◆ **Directions for this task**: Copy out, word for word, the lines starting with the one that contains "crust in the photo above." and running through the last of the lines, including both ends. Leave the pictures out.

** Start Given data **

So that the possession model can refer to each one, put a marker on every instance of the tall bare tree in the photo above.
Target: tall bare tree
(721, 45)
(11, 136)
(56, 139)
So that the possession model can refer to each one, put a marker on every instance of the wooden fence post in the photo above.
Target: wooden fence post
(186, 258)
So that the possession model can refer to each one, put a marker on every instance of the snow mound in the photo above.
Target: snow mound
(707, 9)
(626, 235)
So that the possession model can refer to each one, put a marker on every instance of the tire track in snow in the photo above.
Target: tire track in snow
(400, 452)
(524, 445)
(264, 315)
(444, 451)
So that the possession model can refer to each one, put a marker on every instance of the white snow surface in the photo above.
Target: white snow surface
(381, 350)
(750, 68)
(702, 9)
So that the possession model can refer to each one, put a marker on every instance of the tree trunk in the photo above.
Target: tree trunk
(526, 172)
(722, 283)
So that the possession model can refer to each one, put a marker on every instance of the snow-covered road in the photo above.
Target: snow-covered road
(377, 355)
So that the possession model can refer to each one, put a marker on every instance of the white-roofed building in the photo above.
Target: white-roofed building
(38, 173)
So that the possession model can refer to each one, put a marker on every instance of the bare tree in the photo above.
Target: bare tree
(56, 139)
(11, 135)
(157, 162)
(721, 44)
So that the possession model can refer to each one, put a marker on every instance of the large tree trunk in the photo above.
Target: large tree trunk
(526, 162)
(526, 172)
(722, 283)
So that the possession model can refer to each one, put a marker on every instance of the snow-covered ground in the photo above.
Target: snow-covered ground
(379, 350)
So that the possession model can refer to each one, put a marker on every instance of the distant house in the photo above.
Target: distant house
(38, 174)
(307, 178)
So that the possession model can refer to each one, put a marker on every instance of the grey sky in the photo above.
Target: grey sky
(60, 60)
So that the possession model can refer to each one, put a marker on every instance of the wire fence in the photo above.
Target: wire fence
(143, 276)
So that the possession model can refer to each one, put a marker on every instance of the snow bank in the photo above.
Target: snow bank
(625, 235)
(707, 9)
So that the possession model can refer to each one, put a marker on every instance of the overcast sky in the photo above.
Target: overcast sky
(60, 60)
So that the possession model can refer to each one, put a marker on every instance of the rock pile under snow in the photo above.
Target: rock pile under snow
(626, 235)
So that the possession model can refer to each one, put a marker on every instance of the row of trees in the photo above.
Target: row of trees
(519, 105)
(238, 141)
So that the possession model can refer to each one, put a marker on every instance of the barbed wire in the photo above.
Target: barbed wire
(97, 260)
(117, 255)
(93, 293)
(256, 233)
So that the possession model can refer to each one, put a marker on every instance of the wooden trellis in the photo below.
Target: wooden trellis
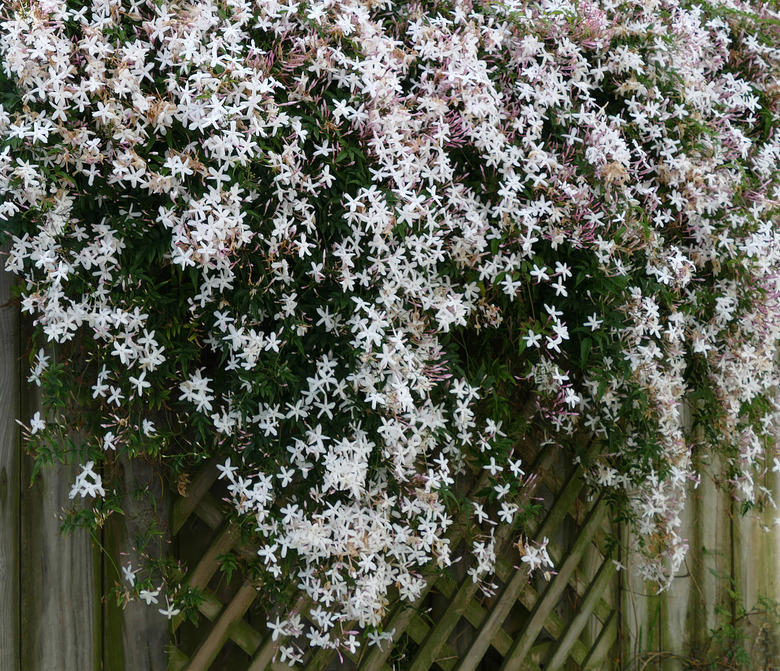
(570, 622)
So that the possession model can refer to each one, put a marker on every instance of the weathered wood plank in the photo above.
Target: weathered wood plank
(61, 615)
(577, 624)
(136, 636)
(9, 479)
(512, 589)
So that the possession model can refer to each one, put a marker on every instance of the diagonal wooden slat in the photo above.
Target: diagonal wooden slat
(549, 599)
(576, 625)
(219, 634)
(603, 643)
(186, 505)
(512, 589)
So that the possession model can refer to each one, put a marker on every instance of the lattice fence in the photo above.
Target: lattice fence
(570, 622)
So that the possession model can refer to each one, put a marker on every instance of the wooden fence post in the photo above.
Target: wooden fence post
(9, 480)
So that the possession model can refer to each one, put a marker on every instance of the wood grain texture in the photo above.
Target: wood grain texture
(61, 626)
(9, 480)
(136, 637)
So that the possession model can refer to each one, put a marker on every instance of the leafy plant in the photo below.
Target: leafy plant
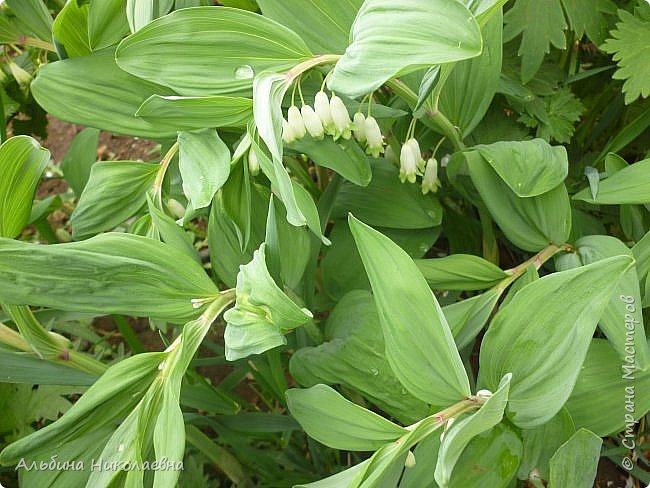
(409, 242)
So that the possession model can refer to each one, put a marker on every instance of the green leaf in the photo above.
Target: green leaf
(469, 89)
(388, 39)
(178, 50)
(107, 23)
(140, 12)
(490, 459)
(324, 26)
(629, 186)
(70, 29)
(462, 432)
(460, 272)
(576, 461)
(544, 352)
(114, 393)
(589, 17)
(406, 208)
(22, 161)
(18, 367)
(109, 273)
(529, 168)
(424, 358)
(541, 442)
(343, 156)
(33, 17)
(204, 163)
(599, 401)
(114, 193)
(338, 423)
(530, 223)
(262, 314)
(187, 113)
(353, 356)
(622, 319)
(541, 25)
(79, 159)
(631, 52)
(93, 91)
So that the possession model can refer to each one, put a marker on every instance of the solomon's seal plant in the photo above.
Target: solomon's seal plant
(386, 244)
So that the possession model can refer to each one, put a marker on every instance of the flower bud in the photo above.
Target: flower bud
(322, 107)
(430, 182)
(296, 123)
(359, 122)
(409, 160)
(341, 118)
(288, 135)
(312, 121)
(253, 163)
(374, 138)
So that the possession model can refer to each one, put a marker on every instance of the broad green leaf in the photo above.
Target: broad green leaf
(468, 317)
(22, 161)
(406, 208)
(630, 52)
(530, 223)
(628, 186)
(33, 17)
(337, 422)
(608, 396)
(262, 314)
(324, 26)
(344, 157)
(204, 162)
(140, 12)
(93, 91)
(541, 442)
(463, 431)
(114, 193)
(79, 159)
(70, 29)
(589, 17)
(113, 394)
(107, 23)
(19, 367)
(544, 351)
(489, 460)
(353, 356)
(389, 38)
(225, 251)
(576, 461)
(109, 273)
(529, 168)
(460, 272)
(186, 113)
(423, 357)
(541, 25)
(178, 50)
(469, 89)
(622, 319)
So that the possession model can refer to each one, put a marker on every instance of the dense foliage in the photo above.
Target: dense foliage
(388, 244)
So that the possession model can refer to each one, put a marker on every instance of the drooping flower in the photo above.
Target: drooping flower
(296, 123)
(374, 138)
(430, 182)
(312, 122)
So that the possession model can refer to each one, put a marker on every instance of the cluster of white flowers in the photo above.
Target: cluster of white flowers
(412, 165)
(330, 116)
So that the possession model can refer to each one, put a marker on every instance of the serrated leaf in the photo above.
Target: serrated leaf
(388, 38)
(541, 25)
(337, 422)
(631, 51)
(403, 299)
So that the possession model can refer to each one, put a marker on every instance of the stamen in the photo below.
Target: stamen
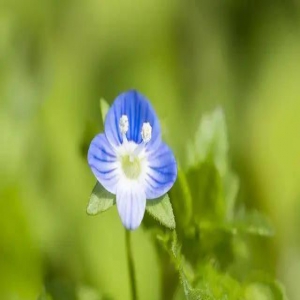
(146, 132)
(124, 125)
(146, 137)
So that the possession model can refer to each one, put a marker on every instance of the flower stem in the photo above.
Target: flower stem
(130, 265)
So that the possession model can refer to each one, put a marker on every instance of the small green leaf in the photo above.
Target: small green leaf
(161, 210)
(44, 296)
(104, 107)
(181, 200)
(100, 200)
(253, 223)
(211, 141)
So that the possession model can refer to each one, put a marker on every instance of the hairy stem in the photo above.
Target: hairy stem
(130, 265)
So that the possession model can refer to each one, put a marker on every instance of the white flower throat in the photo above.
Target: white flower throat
(131, 155)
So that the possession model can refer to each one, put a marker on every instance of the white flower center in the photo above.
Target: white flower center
(131, 155)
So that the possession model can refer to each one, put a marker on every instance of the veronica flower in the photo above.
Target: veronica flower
(129, 159)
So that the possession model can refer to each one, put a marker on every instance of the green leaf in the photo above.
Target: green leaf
(186, 275)
(104, 107)
(265, 291)
(44, 296)
(253, 223)
(181, 200)
(211, 141)
(89, 293)
(207, 192)
(231, 185)
(100, 200)
(263, 286)
(161, 210)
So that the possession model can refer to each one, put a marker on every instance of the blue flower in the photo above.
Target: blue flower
(129, 159)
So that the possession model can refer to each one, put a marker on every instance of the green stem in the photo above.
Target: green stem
(130, 265)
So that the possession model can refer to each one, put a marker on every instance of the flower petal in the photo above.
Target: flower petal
(138, 110)
(161, 172)
(103, 162)
(131, 203)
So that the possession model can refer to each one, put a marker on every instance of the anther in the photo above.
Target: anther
(146, 132)
(124, 125)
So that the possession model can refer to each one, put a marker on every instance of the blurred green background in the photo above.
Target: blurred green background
(57, 58)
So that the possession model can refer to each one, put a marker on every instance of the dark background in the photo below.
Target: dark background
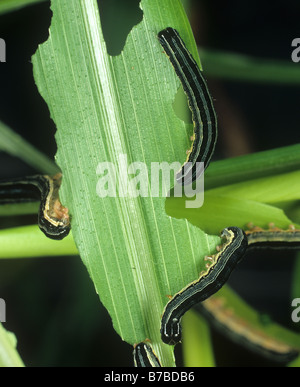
(51, 303)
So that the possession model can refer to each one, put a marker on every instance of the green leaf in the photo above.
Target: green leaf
(9, 356)
(253, 166)
(15, 145)
(105, 107)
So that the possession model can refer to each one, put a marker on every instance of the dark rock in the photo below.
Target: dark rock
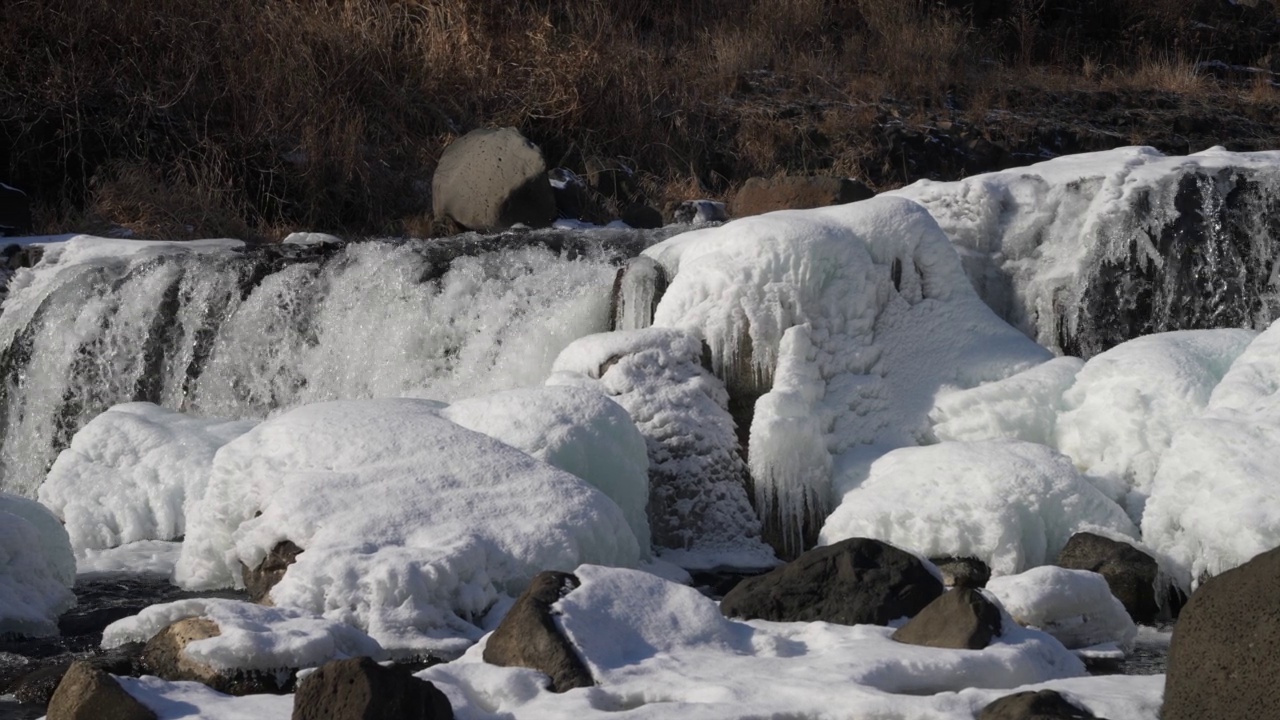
(794, 192)
(90, 693)
(1130, 573)
(14, 212)
(528, 636)
(260, 580)
(638, 287)
(853, 582)
(1223, 660)
(961, 619)
(1040, 705)
(641, 217)
(164, 656)
(963, 572)
(492, 180)
(362, 689)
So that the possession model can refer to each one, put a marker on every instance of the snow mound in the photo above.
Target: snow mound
(1074, 606)
(885, 318)
(698, 504)
(576, 429)
(661, 650)
(1127, 404)
(252, 637)
(1010, 504)
(411, 525)
(37, 569)
(1215, 500)
(133, 473)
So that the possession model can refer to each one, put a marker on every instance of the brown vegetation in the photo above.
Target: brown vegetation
(247, 117)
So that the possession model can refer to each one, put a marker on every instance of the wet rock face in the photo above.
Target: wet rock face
(528, 637)
(361, 689)
(1214, 272)
(853, 582)
(1223, 660)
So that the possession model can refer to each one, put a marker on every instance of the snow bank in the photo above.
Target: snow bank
(37, 569)
(135, 473)
(1215, 500)
(1074, 606)
(661, 650)
(888, 319)
(1127, 404)
(1037, 241)
(411, 525)
(1010, 504)
(576, 429)
(252, 637)
(698, 505)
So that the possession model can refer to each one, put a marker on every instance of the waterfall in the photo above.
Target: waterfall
(241, 332)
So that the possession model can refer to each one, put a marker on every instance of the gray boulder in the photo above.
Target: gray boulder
(1130, 573)
(961, 619)
(794, 192)
(88, 693)
(1038, 705)
(853, 582)
(492, 180)
(1223, 661)
(528, 637)
(361, 689)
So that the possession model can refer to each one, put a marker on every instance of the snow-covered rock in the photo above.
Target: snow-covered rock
(856, 315)
(1013, 505)
(1074, 606)
(698, 504)
(411, 527)
(576, 429)
(37, 568)
(133, 473)
(1086, 251)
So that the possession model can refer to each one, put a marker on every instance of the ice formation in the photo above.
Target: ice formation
(576, 429)
(251, 637)
(1086, 251)
(411, 525)
(37, 569)
(1074, 606)
(1010, 504)
(885, 318)
(698, 504)
(133, 473)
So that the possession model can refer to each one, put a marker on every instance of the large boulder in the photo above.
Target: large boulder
(1132, 574)
(1223, 661)
(1034, 705)
(961, 619)
(853, 582)
(760, 195)
(490, 180)
(361, 689)
(88, 693)
(529, 637)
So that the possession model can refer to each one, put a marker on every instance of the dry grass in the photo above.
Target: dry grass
(160, 114)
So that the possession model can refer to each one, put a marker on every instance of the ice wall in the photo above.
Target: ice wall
(1086, 251)
(220, 329)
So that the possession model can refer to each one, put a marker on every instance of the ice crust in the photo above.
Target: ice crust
(576, 429)
(1074, 606)
(251, 637)
(1010, 504)
(135, 473)
(411, 525)
(698, 505)
(1029, 237)
(37, 569)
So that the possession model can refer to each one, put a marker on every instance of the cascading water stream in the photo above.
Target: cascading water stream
(241, 333)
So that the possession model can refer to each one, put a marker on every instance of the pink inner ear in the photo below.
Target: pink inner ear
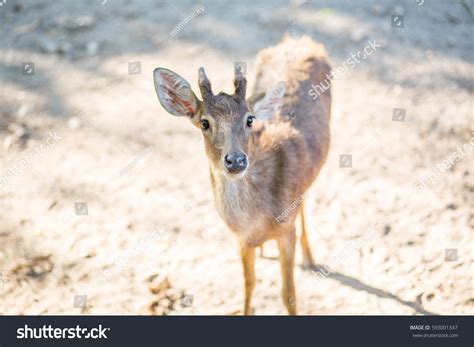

** End Given data **

◆ **Response to this exercise**:
So that the possession model can refer to each one, put a marker on every instance of the ice crust in the photo above.
Target: ice crust
(576, 429)
(1074, 606)
(251, 637)
(1010, 504)
(135, 473)
(411, 525)
(698, 505)
(1029, 237)
(37, 569)
So that the possession model can refer to each one, put a marker on every instance of the cascading water stream in the photo above.
Target: cascading water stream
(241, 333)
So that the possession model can refer to each one, put a marker on every instance of the pink inner ear in the photo below.
Target: pink inner ear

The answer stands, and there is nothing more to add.